### Text extract
— start —
Also, when the SDN controller seeks statistics from different tables, the SDN Agent does the aggregation of the results obtained from both devices (host and sNIC) before sending to the controller. Note: it is possible to infer such required state dependency based on the P4 code provided by the SDN controller. Overall, the SDN Agent ensures the different switching components (host P4 switch and sNIC) are opaque to the SDN controller and optimizes resource usage to reduce the packet latency by intelligent assignment of NFs and tables to different P4 switches within the node.

## D. Interfacing with SmartNIC

The SDN Agent administers rules for the sNIC's P4 Match action tables via a Thrift Remote Procedure Call (RPC) interface. As Apache Thrift [18] is a cross-language code generation engine, we generate a Thrift client in C and integrate it with the Host's SDN Agent to add, delete, edit, and retrieve table entries. To add a table entry to the sNIC, the Thrift client first creates an instance of a table entry object. The client then populates the instance's match attribute with a JSON string that indicates which packets should match this rule and the action attribute with a JSON string that indicates the action to undertake and the corresponding arguments to pass to the action subroutine. The client must also specify whether this is the default rule and the rule name. Once the object is constructed, the runtime API is invoked with the table ID and entry instance as arguments. The API runs over Thrift's binary protocol with a blocking socket I/O protocol.

## III. OPTIMIZATION OF TASK ASSIGNMENT BETWEEN HOST AND SMARTNIC

The optimization engine is a subcomponent of SDN Agent, responsible to efficiently partition and assign packet processing tasks across the host and sNIC P4 switches. It accounts for the forwarding latency, packet processing cost, PCIe bus bandwidth, and packet data dependency constraints. We formulate a Mixed Integer Linear Programming Problem (MILP) to guide the partitioning of the pipeline and functions between the host P4 switch and the sNIC. Overall the optimizer has the following features:

- Considers the delay caused by the number of PCIe traversal
- Considers the update rate of the rules governing different flows (sNIC update rate is limited)
- Considers the data dependency and delay caused by the amount of data exchanged over PCIe.
— end —
### Listed records
— start —
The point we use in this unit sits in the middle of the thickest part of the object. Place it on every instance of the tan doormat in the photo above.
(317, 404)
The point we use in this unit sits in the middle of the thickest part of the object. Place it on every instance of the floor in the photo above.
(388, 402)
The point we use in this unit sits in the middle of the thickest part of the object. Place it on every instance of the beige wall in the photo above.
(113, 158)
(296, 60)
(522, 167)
— end —
— start —
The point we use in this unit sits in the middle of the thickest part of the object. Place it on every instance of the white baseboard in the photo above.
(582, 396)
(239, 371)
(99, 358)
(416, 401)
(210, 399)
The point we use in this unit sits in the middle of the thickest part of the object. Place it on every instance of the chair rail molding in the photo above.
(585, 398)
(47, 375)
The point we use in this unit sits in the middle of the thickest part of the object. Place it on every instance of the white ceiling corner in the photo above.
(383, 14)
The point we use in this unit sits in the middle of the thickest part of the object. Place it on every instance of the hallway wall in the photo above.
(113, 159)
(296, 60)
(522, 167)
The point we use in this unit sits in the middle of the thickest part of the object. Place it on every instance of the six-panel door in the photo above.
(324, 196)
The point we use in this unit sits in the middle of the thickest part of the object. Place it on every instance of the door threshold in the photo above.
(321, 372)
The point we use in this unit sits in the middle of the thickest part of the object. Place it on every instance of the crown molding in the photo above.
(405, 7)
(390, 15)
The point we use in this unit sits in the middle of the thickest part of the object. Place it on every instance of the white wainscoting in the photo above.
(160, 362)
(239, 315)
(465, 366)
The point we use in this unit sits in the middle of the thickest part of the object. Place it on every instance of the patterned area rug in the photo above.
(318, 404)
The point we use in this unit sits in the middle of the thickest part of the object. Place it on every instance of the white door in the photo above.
— end —
— start —
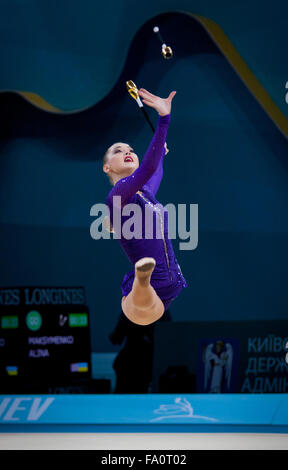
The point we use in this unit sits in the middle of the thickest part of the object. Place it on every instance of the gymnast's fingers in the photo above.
— end —
According to the SDN Agent text, through which interface does the SDN Agent manage rules for the sNIC's P4 match-action tables?

A Thrift Remote Procedure Call (RPC) interface.